What the task requires
Omit the images, then print each record below exactly as it reads.

Information supplied
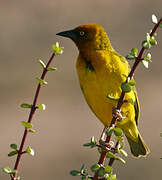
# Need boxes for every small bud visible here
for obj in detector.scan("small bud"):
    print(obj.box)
[38,104,46,111]
[39,60,46,69]
[21,121,33,129]
[152,14,158,24]
[26,146,35,156]
[36,77,48,85]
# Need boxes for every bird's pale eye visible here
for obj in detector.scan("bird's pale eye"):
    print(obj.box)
[79,31,85,36]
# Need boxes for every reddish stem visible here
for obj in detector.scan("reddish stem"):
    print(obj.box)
[11,53,55,180]
[93,18,162,180]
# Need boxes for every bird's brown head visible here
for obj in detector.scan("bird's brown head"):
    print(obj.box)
[56,24,111,51]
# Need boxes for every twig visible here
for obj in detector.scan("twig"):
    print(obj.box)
[11,53,55,180]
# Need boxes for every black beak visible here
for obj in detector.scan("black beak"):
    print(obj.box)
[56,30,77,41]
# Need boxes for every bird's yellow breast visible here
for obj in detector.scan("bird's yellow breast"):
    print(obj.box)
[76,51,135,133]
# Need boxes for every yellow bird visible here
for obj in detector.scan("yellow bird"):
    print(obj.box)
[57,24,149,157]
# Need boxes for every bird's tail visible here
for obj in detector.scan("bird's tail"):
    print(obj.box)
[127,134,150,157]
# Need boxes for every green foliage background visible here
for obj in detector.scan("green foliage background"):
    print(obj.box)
[0,0,162,180]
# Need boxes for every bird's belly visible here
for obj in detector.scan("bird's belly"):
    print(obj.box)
[79,72,116,126]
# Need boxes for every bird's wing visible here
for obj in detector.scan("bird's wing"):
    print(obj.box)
[132,86,140,125]
[116,52,140,125]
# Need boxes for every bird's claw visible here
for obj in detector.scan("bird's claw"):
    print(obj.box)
[99,139,114,152]
[112,107,125,121]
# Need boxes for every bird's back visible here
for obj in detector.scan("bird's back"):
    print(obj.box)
[76,50,135,126]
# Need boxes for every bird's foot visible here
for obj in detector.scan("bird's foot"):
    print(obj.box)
[112,107,125,121]
[99,139,114,152]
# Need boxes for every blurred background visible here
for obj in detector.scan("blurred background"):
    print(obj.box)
[0,0,162,180]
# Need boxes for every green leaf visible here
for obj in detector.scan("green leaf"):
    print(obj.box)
[38,104,46,111]
[146,33,151,42]
[106,152,116,159]
[159,23,162,28]
[105,165,112,174]
[91,164,101,172]
[109,174,117,180]
[10,144,17,150]
[98,168,105,177]
[2,167,12,174]
[107,95,119,102]
[8,151,18,157]
[144,53,152,63]
[127,98,134,105]
[116,156,126,164]
[113,128,123,136]
[52,42,64,55]
[120,149,128,157]
[142,60,149,68]
[91,136,96,143]
[142,40,151,49]
[39,60,46,69]
[152,14,158,24]
[149,38,157,46]
[36,77,48,85]
[20,104,33,108]
[115,136,124,142]
[80,164,85,171]
[21,121,33,129]
[106,127,114,136]
[131,48,138,57]
[128,79,136,86]
[26,146,34,156]
[47,67,57,71]
[16,176,20,180]
[97,147,102,154]
[70,170,80,176]
[125,54,135,60]
[121,82,131,93]
[83,143,91,147]
[29,129,36,133]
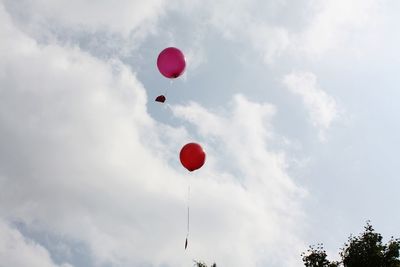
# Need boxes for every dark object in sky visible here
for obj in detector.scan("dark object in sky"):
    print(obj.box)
[156,95,166,103]
[179,143,206,172]
[157,47,186,79]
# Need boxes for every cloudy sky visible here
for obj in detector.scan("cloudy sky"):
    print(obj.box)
[0,0,400,267]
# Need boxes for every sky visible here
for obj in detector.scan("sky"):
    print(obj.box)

Result of the exercise
# Need boxes for every small bud visible here
for obj in detector.scan("small bud"):
    print(obj.box)
[38,104,46,111]
[39,60,46,69]
[21,121,33,129]
[152,14,158,24]
[26,146,35,156]
[36,77,48,85]
# Need boxes for every bird's pale eye visible here
for obj in detector.scan("bird's pale eye"):
    print(obj.box)
[79,31,85,36]
# Need boxes for every reddish stem visible here
for obj in detector.scan("reddish stem"):
    print(obj.box)
[11,53,55,180]
[93,18,162,180]
# Need boxes for every bird's brown head visible here
for obj in detector.scan("bird's brown head"):
    print(obj.box)
[56,24,111,51]
# Need boxes for every twig visible here
for obj in detector.scan("twig"):
    print(obj.box)
[11,53,55,180]
# Need boxes for every black beak visible here
for obj in detector.scan("black beak"):
    print(obj.box)
[56,30,77,41]
# Need boxes for every bird's yellow breast visible here
for obj in detector.scan("bird's yellow breast"):
    print(obj.box)
[76,51,135,133]
# Need boxes for every yellow bird visible here
for obj in detector.scan("yellow bird"):
    print(obj.box)
[57,24,149,157]
# Need boxes for every bird's tail visible here
for obj in detector.scan("bird's tail"):
    print(obj.box)
[127,134,150,157]
# Need boxes for every green foliage background visible here
for obj in detector.scan("green foliage background"):
    print(obj.box)
[0,0,162,180]
# Need boxes for every bird's belly visible here
for obj in detector.scan("bird's belly"):
    print(obj.box)
[79,72,116,126]
# Need boxes for every bird's wing visible here
for obj in detector.scan("bird's wing"):
    print(obj.box)
[132,86,140,125]
[116,52,140,125]
# Need boxes for every bird's claw visible here
for obj in detector.scan("bird's claw"):
    print(obj.box)
[99,139,114,152]
[112,107,125,121]
# Need boxes for every bird's back visible here
for obj in detector.scan("bird's back"):
    print(obj.box)
[76,50,135,126]
# Need boxes for every bird's foot visible here
for obj in detector.scan("bird's foot"):
    print(obj.box)
[112,107,125,121]
[99,139,114,152]
# Need boxes for every blurred background visible here
for obj in detector.scan("blurred background"):
    print(obj.box)
[0,0,162,180]
# Need boxes for every green leaf visible here
for obj in detector.scan("green leaf"):
    print(obj.box)
[38,104,46,111]
[146,33,151,42]
[106,152,116,159]
[159,23,162,28]
[105,165,112,174]
[91,164,101,172]
[109,174,117,180]
[10,144,17,150]
[98,168,105,177]
[2,167,12,174]
[107,95,119,102]
[8,151,18,157]
[144,53,152,63]
[127,98,134,105]
[116,156,126,164]
[113,128,123,136]
[52,42,64,55]
[120,149,128,157]
[142,60,149,68]
[91,136,96,143]
[142,40,151,49]
[39,60,46,69]
[152,14,158,24]
[149,38,157,46]
[36,77,48,85]
[20,104,33,108]
[115,136,124,142]
[80,164,85,171]
[21,121,33,129]
[106,127,114,136]
[131,48,138,57]
[128,79,136,86]
[26,146,34,156]
[47,67,57,71]
[16,176,20,180]
[97,147,102,154]
[70,170,80,176]
[125,54,135,60]
[121,82,131,93]
[83,143,91,147]
[29,129,36,133]
# Need boxes for every dark object in sky visible here
for obj in detector.scan("dark object in sky"):
    print(obj.box)
[156,95,166,103]
[179,143,206,172]
[157,47,186,79]
# Need boxes for every cloudy sky visible here
for obj in detector.scan("cloudy sky"):
    print(obj.box)
[0,0,400,267]
# Need boxes for every sky visible here
for obj in detector.scan("sky"):
    print(obj.box)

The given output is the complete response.